Die Gegenwehr der Ukrainer, mit einem Präsidenten Wolodymyr Selenskyj an der Spitze, der es öffentlichkeitswirksam versteht, rhetorisch alle Register zu ziehen, sorgt für Bewunderung – bis hin zur von Bundespräsident Frank-Walter Steinmeier geäußerten „Hochachtung zum Freiheitskampf“ anlässlich des ukrainischen Unabhängigkeitstages – ebenfalls am am 24. August. Mit der Beteuerung, nicht nur das eigene Volk zu verteidigen, sondern stellvertretend für die Freiheit Europas zu kämpfen, hat sich der ehemalige Komiker Selenskyj in die Herzen westlicher Politiker regiert.

Doch über die Monate hat der Krieg eine gefährliche Dynamik entwickelt: Sowohl Moskau als auch Kiew sind fest entschlossen, den Gegner zu besiegen, um politische Ziele zu erreichen. Infolgedessen hat jede Seite starke Anreize, Wege zu finden, um den Krieg zu gewinnen und – was wohl noch wichtiger ist – ihn nicht zu verlieren. So gibt es militärisch kaum mehr ein Vor und Zurück, die Gegner verharren im Stellungskrieg.

| QUELLENMATERIAL |

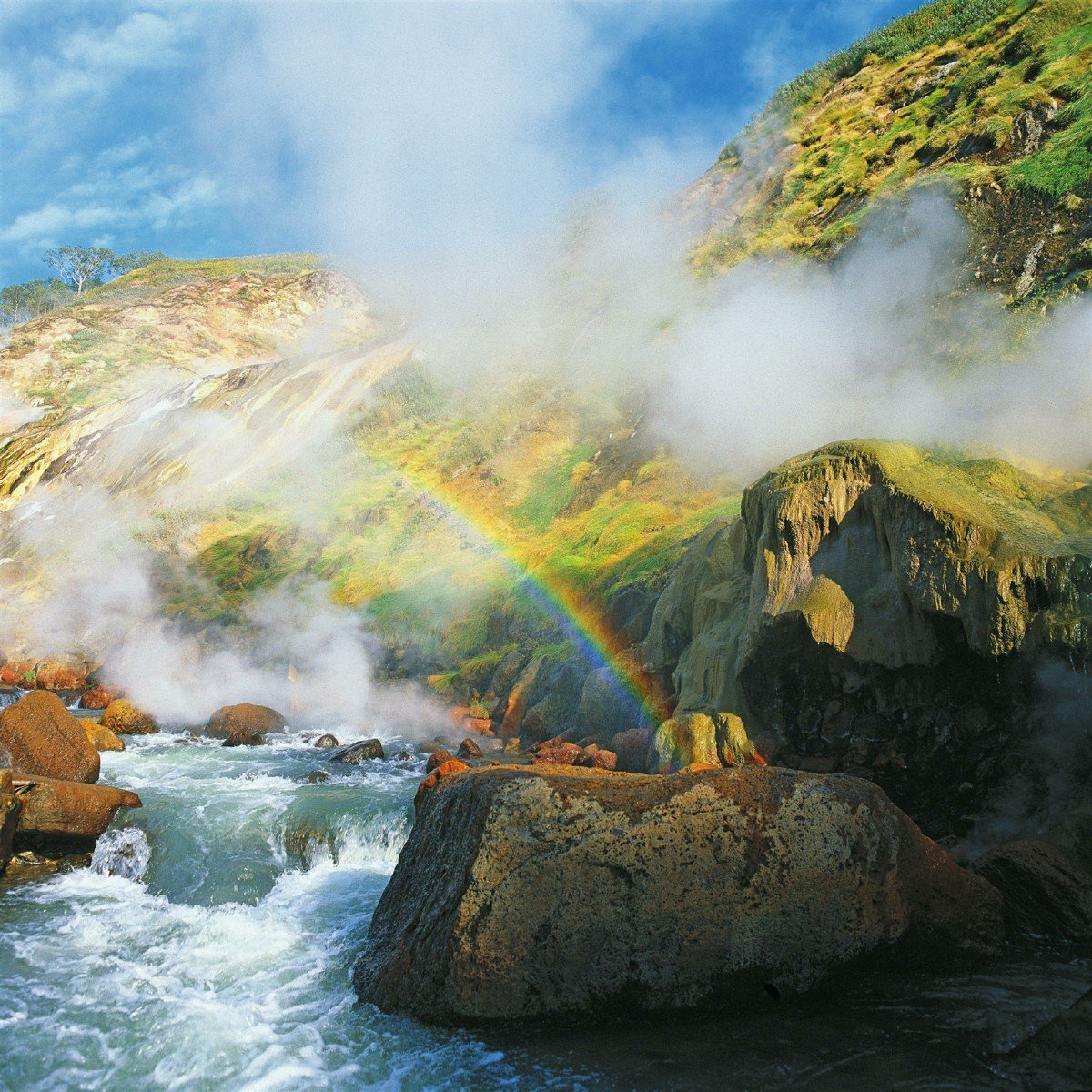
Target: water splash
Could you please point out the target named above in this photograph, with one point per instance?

| SCHRIFTLICHE AUFGABE |
Geben Sie den Abschnitt des Textes über die ukrainische Gegenwehr wieder, der mit den Worten "Die Gegenwehr der" beginnt und mit "westlicher Politiker regiert." endet, und tauschen Sie dabei "Bewunderung" gegen "Anerkennung" aus. Zur Bearbeitung dient allein der bereitgestellte Text.

| ANTWORT ZUR AUFGABE |
Die Gegenwehr der Ukrainer, mit einem Präsidenten Wolodymyr Selenskyj an der Spitze, der es öffentlichkeitswirksam versteht, rhetorisch alle Register zu ziehen, sorgt für Anerkennung – bis hin zur von Bundespräsident Frank-Walter Steinmeier geäußerten „Hochachtung zum Freiheitskampf“ anlässlich des ukrainischen Unabhängigkeitstages – ebenfalls am am 24. August. Mit der Beteuerung, nicht nur das eigene Volk zu verteidigen, sondern stellvertretend für die Freiheit Europas zu kämpfen, hat sich der ehemalige Komiker Selenskyj in die Herzen westlicher Politiker regiert.